OBJECTIVE 1: Quote the forum thread about File (Field) Paths in full, word for word.
OBJECTIVE 2: In the records, rename "stainless steel" to "brushed steel" in everything from the line containing "[point] every instance of the light" down to the end of the records, and reproduce only those lines with nothing else changed.

DOCUMENT:

"""

File (Field) Paths does also provide replacing of spaces with a symbol, as it has since inception (or not long afterwards) via the Pathauto integration.

I'm more than happy to remove the functionality from F(F)P as soon as it's no longer needed.

g089h515r806’s picture

I have test with File (Field) Paths with Drupal8.0.1, it does not works at first. it works correctly at last.
I want to upload chinese pdf file using file field module.

Deciphered’s picture

That seems like a poorly worded statement. But I will be happy to look into it further in the appropriate issue queue.

g089h515r806’s picture

Sorry for my English.

Version: 8.1.x-dev » 8.2.x-dev

Drupal 8.1.0-beta1 was released on March 2, 2016, which means new developments and disruptive changes should now be targeted against the 8.2.x-dev branch. For more information see the Drupal 8 minor version schedule and the Allowed changes during the Drupal 8 release cycle.

eigentor’s picture

I have tried filefield paths to solve the problem of transliterating filenames. For me it dit not work. Some comments for filefield paths:

  1. It seems to keep the original filename and create the new filename, which is some kind of alias. I think this is by design and in the sense of the module, but unneccessary for the simple goal of getting web-safe filenames.
  2. One has do the setting "transliterate filename" in every single filefield, maybe even instance of every filefield. That is quite some work and can cause oversights.

"""

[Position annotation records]

"""

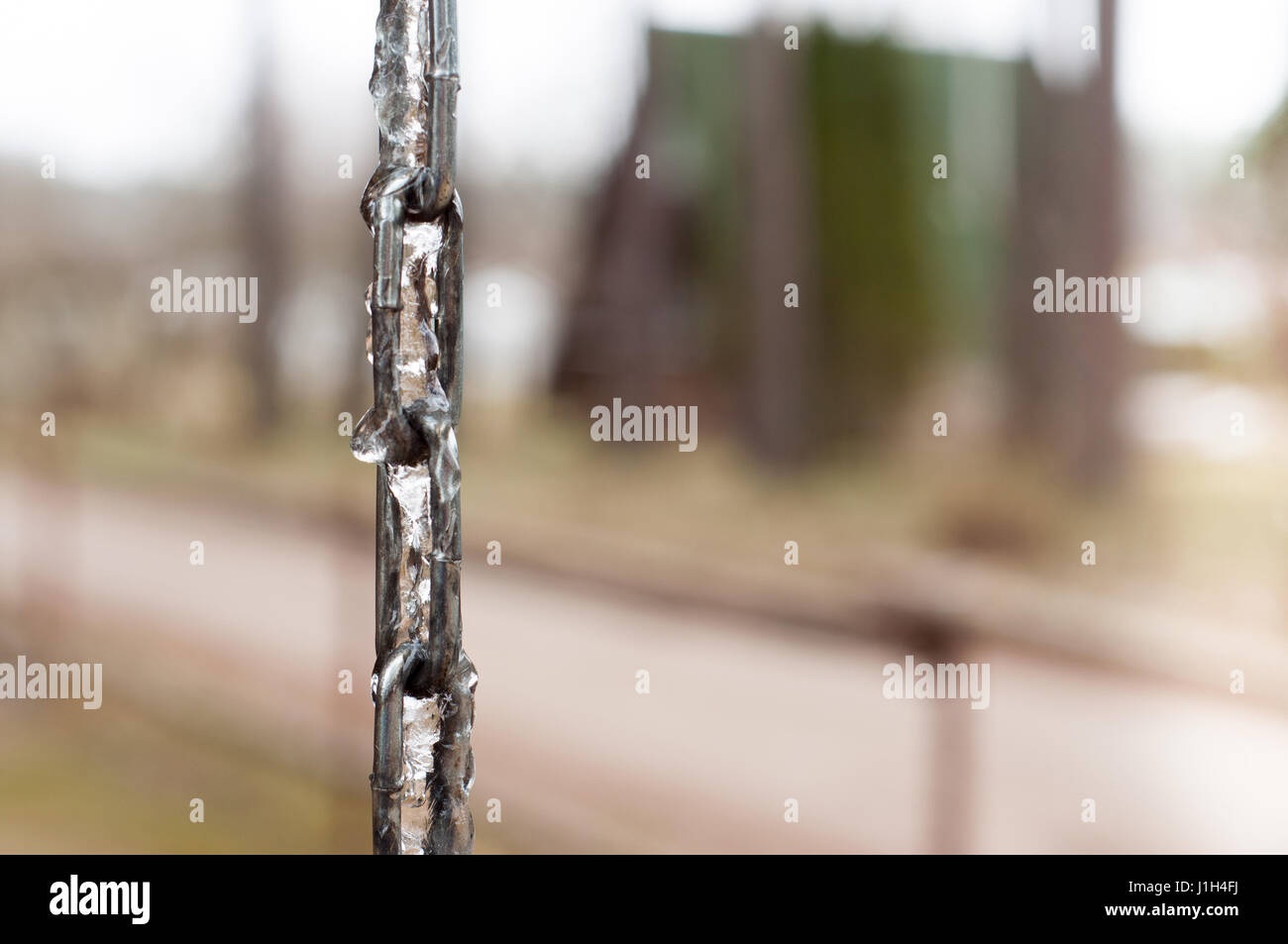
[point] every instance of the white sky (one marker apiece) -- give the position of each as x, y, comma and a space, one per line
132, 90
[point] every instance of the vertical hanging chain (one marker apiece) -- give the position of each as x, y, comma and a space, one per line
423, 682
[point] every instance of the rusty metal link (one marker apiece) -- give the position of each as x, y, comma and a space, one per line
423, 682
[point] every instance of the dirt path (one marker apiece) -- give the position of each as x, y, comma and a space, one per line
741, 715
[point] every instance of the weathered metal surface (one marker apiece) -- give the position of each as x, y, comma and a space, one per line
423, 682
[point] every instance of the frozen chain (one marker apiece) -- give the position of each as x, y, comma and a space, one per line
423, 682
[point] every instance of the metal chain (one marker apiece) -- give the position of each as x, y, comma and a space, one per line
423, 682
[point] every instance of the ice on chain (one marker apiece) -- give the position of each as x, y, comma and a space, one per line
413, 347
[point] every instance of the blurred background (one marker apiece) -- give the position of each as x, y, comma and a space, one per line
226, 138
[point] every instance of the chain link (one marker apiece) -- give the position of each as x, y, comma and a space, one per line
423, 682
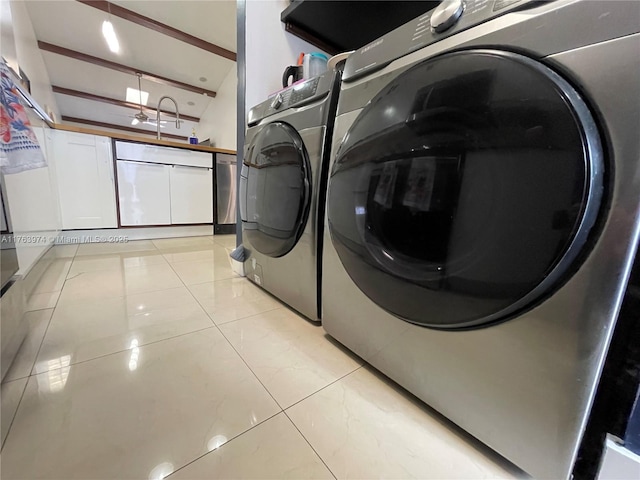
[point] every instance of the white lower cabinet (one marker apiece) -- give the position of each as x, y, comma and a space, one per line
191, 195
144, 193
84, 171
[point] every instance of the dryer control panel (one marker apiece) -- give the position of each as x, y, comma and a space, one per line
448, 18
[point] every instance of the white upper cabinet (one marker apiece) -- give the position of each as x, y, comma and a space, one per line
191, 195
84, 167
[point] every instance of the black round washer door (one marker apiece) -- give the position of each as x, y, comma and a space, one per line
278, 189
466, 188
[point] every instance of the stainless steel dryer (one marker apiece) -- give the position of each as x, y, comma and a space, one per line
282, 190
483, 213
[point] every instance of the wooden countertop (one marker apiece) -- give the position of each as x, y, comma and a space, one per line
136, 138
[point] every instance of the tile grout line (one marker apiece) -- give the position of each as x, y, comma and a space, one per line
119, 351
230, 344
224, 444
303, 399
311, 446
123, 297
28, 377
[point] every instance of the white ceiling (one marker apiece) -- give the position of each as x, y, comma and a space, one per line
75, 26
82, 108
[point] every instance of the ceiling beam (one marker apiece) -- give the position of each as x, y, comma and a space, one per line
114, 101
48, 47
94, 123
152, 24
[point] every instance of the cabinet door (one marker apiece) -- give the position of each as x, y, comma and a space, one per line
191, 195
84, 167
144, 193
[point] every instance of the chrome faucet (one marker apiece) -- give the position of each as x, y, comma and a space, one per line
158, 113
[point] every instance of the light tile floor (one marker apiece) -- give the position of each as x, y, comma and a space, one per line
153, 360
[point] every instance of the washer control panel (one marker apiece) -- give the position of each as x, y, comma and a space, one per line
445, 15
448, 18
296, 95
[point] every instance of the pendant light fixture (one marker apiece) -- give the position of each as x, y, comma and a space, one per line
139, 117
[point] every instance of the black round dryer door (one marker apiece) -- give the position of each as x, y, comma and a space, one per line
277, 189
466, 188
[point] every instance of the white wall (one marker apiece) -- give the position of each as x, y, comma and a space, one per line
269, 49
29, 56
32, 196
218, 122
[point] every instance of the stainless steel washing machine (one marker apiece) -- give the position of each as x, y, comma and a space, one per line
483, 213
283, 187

"""

FULL OUTPUT 1:
File (Field) Paths does also provide replacing of spaces with a symbol, as it has since inception (or not long afterwards) via the Pathauto integration.

I'm more than happy to remove the functionality from F(F)P as soon as it's no longer needed.

g089h515r806’s picture

I have test with File (Field) Paths with Drupal8.0.1, it does not works at first. it works correctly at last.
I want to upload chinese pdf file using file field module.

Deciphered’s picture

That seems like a poorly worded statement. But I will be happy to look into it further in the appropriate issue queue.

g089h515r806’s picture

Sorry for my English.

Version: 8.1.x-dev » 8.2.x-dev

Drupal 8.1.0-beta1 was released on March 2, 2016, which means new developments and disruptive changes should now be targeted against the 8.2.x-dev branch. For more information see the Drupal 8 minor version schedule and the Allowed changes during the Drupal 8 release cycle.

eigentor’s picture

I have tried filefield paths to solve the problem of transliterating filenames. For me it dit not work. Some comments for filefield paths:

  1. It seems to keep the original filename and create the new filename, which is some kind of alias. I think this is by design and in the sense of the module, but unneccessary for the simple goal of getting web-safe filenames.
  2. One has do the setting "transliterate filename" in every single filefield, maybe even instance of every filefield. That is quite some work and can cause oversights.

FULL OUTPUT 2:
[point] every instance of the light tile floor (one marker apiece) -- give the position of each as x, y, comma and a space, one per line
153, 360
[point] every instance of the washer control panel (one marker apiece) -- give the position of each as x, y, comma and a space, one per line
445, 15
448, 18
296, 95
[point] every instance of the pendant light fixture (one marker apiece) -- give the position of each as x, y, comma and a space, one per line
139, 117
[point] every instance of the black round dryer door (one marker apiece) -- give the position of each as x, y, comma and a space, one per line
277, 189
466, 188
[point] every instance of the white wall (one marker apiece) -- give the position of each as x, y, comma and a space, one per line
269, 49
29, 56
32, 196
218, 122
[point] every instance of the brushed steel washing machine (one marker apiece) -- give the position of each as x, y, comma and a space, one per line
483, 213
283, 187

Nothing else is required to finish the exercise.